- **Request**
Copy the records below verbatim, starting at the line containing "## Example: detecting tree" and ending at the line containing "253;254;281;286", with both of those lines included. Leave the pictures out of your copy.

- **Task data**
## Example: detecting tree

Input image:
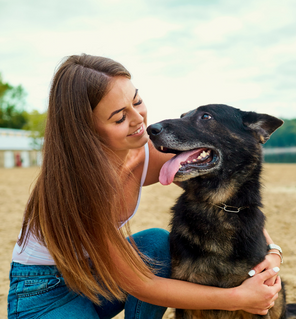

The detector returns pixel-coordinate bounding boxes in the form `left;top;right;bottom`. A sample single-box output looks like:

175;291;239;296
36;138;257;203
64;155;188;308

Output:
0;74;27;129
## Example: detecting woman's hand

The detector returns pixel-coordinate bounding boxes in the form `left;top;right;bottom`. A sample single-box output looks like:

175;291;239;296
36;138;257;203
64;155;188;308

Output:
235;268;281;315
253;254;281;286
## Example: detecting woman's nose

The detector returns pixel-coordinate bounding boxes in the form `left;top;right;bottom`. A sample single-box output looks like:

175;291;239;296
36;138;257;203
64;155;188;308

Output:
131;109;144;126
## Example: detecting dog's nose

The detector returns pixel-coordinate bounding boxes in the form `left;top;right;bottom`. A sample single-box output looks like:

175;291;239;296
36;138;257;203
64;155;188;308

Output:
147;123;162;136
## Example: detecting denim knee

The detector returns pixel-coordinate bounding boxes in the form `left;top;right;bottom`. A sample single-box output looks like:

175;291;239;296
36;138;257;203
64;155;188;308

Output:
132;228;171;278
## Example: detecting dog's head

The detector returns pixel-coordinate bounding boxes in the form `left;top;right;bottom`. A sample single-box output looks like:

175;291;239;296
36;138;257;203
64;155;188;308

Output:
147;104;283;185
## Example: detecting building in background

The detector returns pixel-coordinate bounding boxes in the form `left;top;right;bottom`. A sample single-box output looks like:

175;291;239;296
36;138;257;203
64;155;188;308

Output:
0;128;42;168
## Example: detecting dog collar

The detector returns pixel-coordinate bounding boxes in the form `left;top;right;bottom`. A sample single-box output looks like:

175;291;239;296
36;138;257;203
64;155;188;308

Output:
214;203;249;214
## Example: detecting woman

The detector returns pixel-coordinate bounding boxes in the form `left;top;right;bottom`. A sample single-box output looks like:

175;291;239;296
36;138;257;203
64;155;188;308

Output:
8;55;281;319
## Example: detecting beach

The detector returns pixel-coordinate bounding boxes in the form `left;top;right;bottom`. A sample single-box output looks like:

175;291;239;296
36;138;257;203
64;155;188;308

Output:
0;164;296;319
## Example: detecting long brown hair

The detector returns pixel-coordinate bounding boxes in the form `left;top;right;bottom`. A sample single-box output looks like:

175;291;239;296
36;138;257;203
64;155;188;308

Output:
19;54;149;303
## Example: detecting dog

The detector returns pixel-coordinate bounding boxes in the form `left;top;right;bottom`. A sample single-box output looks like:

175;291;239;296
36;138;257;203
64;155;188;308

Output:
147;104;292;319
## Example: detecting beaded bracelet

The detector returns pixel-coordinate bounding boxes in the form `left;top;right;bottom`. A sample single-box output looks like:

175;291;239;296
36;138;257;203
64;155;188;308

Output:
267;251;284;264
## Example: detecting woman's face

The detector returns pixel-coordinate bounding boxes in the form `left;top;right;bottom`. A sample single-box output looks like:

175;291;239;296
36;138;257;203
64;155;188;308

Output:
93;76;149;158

--

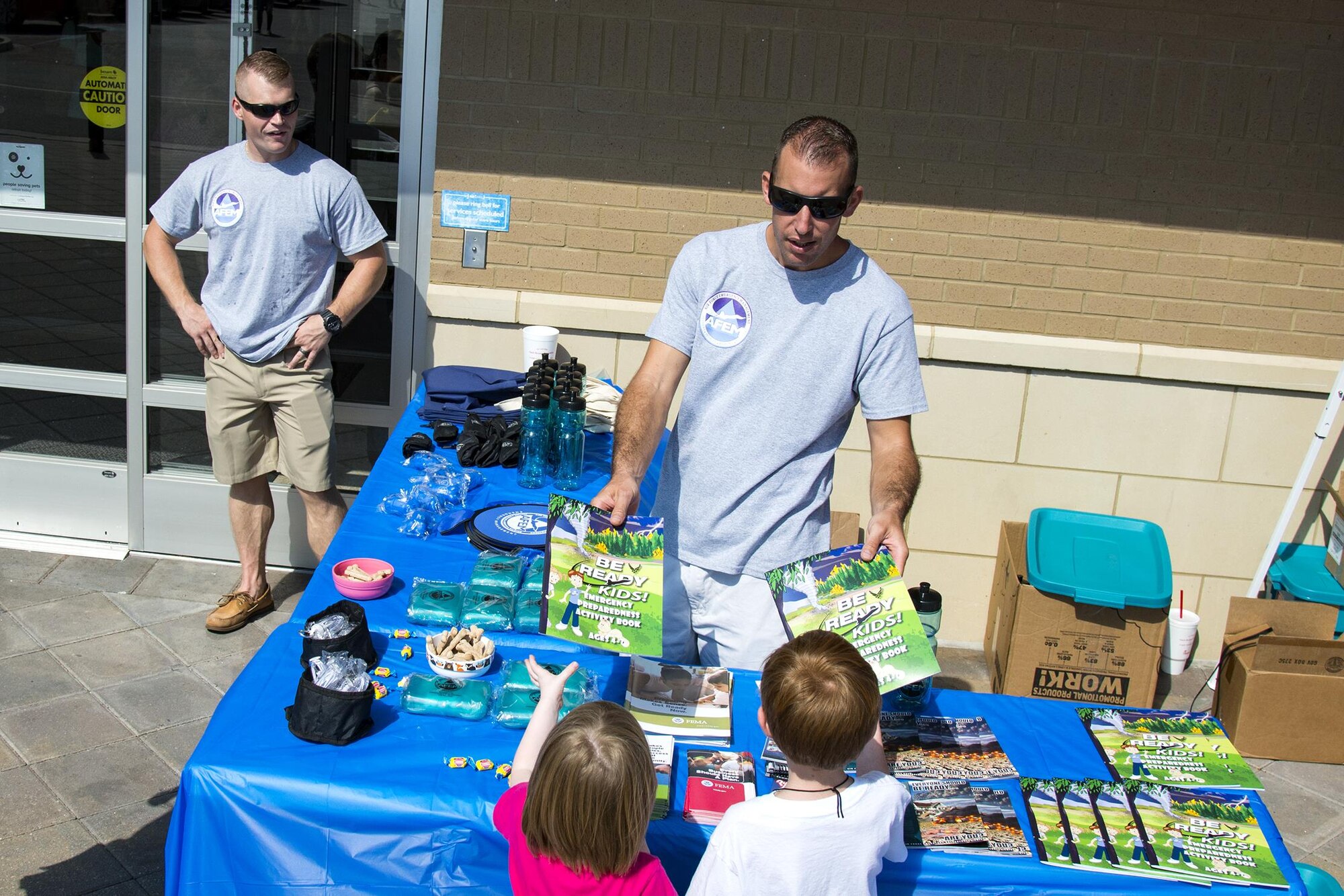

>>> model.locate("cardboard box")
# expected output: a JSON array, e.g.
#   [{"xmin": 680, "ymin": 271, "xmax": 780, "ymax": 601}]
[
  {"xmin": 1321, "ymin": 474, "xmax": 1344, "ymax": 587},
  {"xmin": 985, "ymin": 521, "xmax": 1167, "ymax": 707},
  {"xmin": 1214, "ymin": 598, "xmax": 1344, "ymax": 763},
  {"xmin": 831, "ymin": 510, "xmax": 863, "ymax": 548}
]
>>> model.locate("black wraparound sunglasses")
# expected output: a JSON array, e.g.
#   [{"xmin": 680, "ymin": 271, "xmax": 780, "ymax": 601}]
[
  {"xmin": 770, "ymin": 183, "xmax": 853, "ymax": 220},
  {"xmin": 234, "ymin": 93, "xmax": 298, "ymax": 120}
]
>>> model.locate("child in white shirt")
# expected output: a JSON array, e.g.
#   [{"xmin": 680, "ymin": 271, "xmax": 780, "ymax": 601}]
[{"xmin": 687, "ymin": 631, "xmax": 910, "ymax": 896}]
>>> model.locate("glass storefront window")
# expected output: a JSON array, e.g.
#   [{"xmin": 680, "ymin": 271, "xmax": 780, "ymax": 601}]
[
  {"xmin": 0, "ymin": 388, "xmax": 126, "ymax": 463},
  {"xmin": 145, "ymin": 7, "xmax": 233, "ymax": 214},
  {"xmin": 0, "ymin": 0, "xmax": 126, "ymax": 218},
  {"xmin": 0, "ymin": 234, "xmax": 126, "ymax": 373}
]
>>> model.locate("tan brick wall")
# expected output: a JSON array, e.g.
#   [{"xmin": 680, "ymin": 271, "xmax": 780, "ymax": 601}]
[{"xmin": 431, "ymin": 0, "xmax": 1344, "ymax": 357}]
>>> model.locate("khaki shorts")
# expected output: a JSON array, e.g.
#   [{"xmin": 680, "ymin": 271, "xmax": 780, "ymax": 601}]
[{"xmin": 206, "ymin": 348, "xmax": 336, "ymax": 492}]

* * *

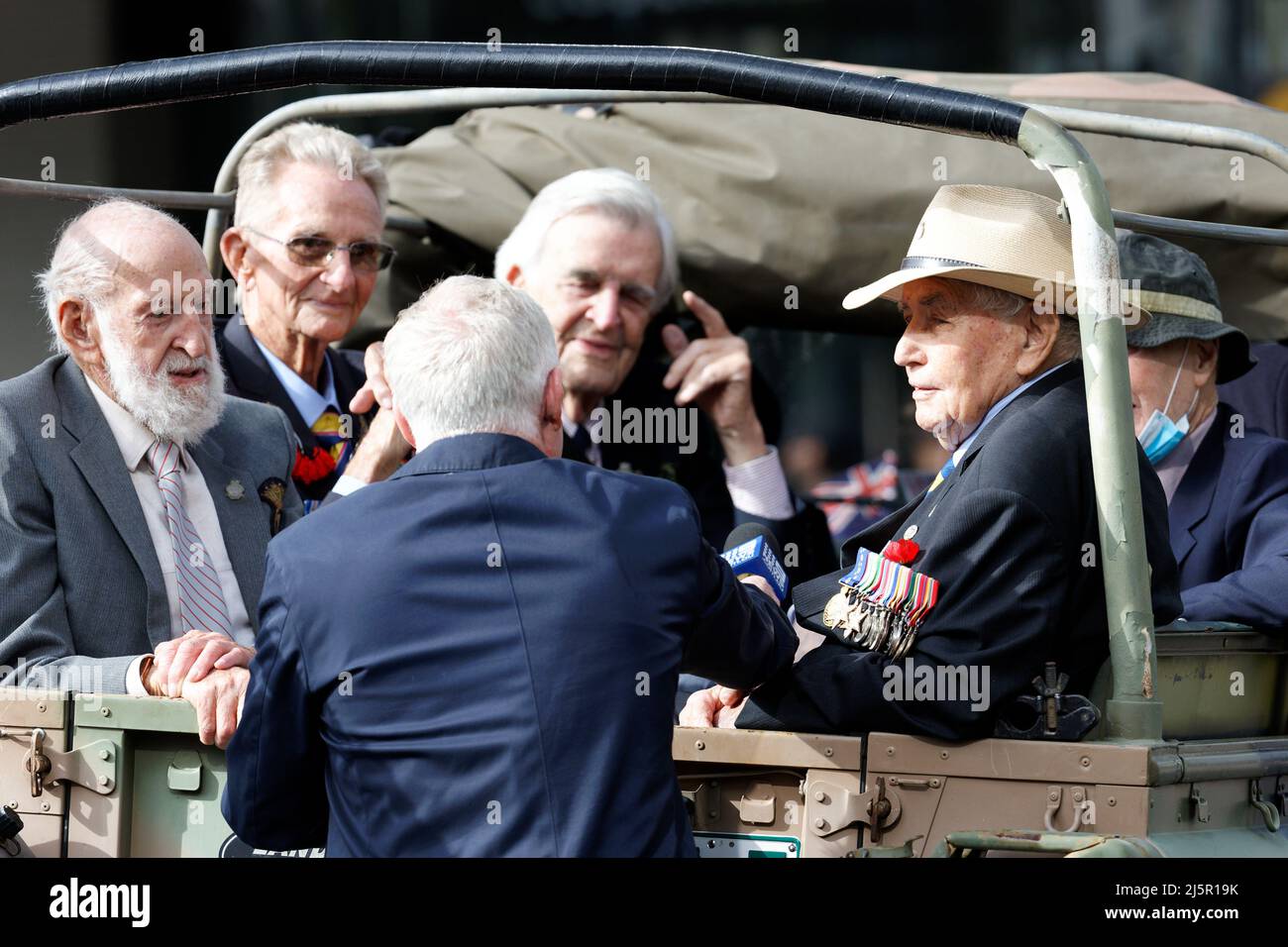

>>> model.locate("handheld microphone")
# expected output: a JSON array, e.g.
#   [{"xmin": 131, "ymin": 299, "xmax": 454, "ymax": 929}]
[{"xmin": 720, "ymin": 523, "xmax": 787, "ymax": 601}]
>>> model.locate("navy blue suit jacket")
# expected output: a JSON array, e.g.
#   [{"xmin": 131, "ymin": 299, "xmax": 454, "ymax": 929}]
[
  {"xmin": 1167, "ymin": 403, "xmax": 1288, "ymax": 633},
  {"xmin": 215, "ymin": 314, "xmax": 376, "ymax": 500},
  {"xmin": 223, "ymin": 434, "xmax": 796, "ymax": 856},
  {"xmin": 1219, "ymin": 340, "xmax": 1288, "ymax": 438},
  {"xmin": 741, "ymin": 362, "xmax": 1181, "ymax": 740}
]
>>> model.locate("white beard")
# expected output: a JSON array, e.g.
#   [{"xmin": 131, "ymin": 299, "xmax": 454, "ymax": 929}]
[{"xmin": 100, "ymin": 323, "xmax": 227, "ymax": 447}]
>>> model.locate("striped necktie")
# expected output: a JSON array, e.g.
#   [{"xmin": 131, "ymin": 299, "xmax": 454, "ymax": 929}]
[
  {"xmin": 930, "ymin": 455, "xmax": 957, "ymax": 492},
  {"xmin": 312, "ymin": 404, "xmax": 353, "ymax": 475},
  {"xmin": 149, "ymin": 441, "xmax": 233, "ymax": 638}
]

- **Correct response**
## Example: detecting tree

Input image:

The detector returns pixel-coordinate bounding boxes in the form `left;top;right;bottom`. A sample single-box output looks like:

175;291;239;296
36;138;257;203
64;155;188;308

Output:
0;74;27;129
## Example: detecting woman's hand

The detector returns pixel-coordinate bounding boxes in the form `left;top;right;bottom`. A sample single-box output looks like:

175;291;239;296
36;138;257;203
64;155;188;308

Output:
235;268;281;315
253;254;281;286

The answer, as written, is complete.